=== Records supplied ===

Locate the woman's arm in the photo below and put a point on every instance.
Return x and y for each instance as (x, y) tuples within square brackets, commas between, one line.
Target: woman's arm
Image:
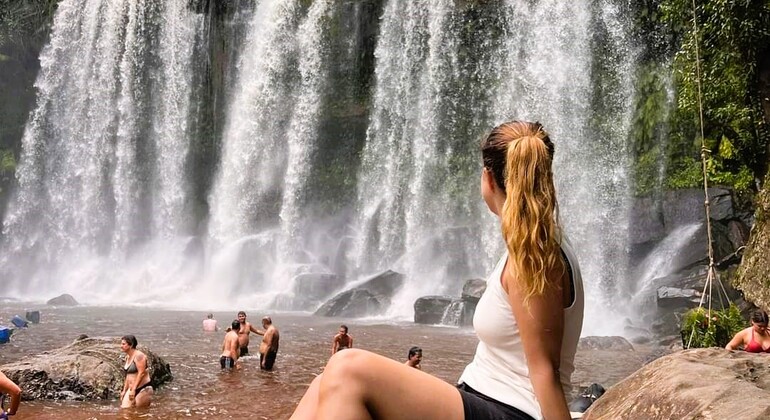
[(737, 341), (10, 388), (541, 325), (141, 368)]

===

Copy out every line of the rows above word for word, omitting the pictures.

Locate the woman's arm in the photo below and put a point on every instance.
Return x and y for each instance as (x, y) tuples within square brackets, commas between, one line.
Target: woman's arm
Image:
[(737, 341), (10, 388), (541, 325), (141, 368)]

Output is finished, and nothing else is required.